- THE TASK: Below are some records; state how many of their lines contain the word "cloud", and add nothing.

==============================

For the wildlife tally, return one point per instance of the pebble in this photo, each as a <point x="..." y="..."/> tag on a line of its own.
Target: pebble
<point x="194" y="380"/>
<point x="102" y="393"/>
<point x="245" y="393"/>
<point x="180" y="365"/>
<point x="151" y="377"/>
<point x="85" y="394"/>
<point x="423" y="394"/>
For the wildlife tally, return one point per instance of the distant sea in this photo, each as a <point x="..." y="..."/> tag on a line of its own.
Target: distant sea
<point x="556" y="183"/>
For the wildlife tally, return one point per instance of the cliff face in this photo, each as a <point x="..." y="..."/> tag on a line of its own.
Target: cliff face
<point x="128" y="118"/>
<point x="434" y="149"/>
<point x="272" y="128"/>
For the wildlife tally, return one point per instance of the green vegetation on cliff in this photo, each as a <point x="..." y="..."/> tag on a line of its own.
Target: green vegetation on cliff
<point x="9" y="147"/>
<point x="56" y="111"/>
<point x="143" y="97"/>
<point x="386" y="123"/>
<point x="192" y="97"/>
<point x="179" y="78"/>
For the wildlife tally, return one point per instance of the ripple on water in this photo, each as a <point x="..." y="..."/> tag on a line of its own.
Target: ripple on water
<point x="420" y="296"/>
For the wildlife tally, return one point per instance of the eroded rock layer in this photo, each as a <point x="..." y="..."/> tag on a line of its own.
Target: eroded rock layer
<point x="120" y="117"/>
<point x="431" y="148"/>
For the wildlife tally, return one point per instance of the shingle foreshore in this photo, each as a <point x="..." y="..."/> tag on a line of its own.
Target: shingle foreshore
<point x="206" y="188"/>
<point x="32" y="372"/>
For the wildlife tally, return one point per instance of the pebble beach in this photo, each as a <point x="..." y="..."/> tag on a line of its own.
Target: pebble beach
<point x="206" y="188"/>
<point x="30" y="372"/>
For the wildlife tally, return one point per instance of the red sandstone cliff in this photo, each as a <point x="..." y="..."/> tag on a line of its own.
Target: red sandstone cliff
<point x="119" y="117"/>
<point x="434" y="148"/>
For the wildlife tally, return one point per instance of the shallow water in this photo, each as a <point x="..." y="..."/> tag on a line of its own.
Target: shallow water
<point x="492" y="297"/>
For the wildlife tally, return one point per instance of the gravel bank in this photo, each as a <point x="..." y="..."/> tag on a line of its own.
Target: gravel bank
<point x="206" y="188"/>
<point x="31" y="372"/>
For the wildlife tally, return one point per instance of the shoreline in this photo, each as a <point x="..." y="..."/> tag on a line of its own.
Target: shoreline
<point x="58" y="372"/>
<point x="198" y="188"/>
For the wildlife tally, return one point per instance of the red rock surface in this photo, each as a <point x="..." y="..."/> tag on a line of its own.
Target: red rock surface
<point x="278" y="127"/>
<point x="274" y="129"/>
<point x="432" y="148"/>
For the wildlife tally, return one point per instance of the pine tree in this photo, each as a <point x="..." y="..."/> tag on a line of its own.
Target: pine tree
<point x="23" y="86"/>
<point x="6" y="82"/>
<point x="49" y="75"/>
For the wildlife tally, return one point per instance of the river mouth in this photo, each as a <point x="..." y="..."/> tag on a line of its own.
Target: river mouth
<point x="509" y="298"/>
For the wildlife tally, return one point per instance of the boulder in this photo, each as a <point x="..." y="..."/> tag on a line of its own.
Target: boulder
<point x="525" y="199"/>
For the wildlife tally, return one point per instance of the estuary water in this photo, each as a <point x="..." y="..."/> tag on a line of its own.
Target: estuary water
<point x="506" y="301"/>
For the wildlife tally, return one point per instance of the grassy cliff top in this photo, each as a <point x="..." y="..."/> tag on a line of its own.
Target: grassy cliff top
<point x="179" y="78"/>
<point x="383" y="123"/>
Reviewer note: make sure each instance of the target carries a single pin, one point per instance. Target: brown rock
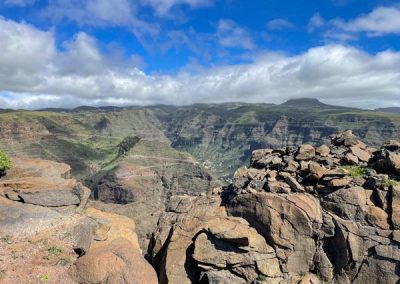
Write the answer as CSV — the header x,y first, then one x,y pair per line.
x,y
396,235
396,206
287,224
305,152
119,227
340,182
323,150
351,159
316,170
362,155
292,182
278,187
117,263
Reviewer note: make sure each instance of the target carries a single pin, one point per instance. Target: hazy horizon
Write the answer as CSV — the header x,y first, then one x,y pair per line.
x,y
65,54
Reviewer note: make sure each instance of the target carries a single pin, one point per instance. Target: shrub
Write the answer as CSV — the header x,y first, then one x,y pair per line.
x,y
389,182
5,163
54,251
261,278
44,278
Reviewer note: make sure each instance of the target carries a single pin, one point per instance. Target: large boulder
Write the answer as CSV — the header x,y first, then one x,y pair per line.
x,y
205,243
43,183
119,262
387,159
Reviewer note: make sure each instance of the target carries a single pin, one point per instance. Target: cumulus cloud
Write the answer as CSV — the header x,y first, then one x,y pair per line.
x,y
381,21
315,22
231,35
21,3
279,24
35,74
163,7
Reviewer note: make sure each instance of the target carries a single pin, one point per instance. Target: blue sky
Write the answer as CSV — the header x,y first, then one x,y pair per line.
x,y
69,52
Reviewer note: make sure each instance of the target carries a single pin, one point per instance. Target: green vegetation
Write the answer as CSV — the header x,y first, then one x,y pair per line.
x,y
7,239
54,251
63,261
5,163
388,182
127,144
262,278
44,278
355,171
220,136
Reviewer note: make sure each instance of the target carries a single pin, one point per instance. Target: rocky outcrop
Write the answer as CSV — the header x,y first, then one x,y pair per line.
x,y
297,215
117,262
47,236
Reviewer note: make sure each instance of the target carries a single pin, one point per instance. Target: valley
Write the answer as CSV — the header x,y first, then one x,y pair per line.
x,y
135,158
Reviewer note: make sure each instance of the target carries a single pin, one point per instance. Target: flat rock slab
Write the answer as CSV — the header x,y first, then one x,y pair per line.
x,y
40,191
26,219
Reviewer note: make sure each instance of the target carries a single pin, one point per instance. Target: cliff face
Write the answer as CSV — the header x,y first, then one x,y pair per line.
x,y
297,214
223,136
47,235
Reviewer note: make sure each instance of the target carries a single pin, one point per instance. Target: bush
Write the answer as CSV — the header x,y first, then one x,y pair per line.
x,y
5,163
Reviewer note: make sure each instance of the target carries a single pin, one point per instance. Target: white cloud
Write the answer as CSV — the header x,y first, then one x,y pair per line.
x,y
315,22
231,35
34,74
21,3
163,7
381,21
279,24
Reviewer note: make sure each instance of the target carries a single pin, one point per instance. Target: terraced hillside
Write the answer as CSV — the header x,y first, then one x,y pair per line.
x,y
135,158
223,136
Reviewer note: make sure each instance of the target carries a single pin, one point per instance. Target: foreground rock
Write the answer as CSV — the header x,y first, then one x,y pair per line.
x,y
117,262
47,236
297,215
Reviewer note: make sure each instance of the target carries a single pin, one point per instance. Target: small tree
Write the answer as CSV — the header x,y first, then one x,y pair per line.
x,y
5,163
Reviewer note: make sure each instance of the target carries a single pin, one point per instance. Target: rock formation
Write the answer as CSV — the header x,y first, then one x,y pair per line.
x,y
46,235
297,215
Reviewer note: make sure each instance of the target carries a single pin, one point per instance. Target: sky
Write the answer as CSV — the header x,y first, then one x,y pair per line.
x,y
67,53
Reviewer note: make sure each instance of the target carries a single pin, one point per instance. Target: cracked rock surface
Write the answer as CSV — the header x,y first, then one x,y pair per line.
x,y
327,214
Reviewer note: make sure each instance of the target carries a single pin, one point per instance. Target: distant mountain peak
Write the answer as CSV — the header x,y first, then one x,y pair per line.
x,y
303,102
389,109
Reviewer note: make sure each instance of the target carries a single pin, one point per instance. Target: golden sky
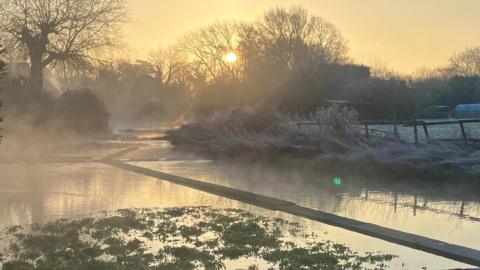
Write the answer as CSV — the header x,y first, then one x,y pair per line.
x,y
403,34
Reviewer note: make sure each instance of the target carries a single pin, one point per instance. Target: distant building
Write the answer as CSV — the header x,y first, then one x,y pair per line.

==============================

- PROBLEM SOLUTION: 2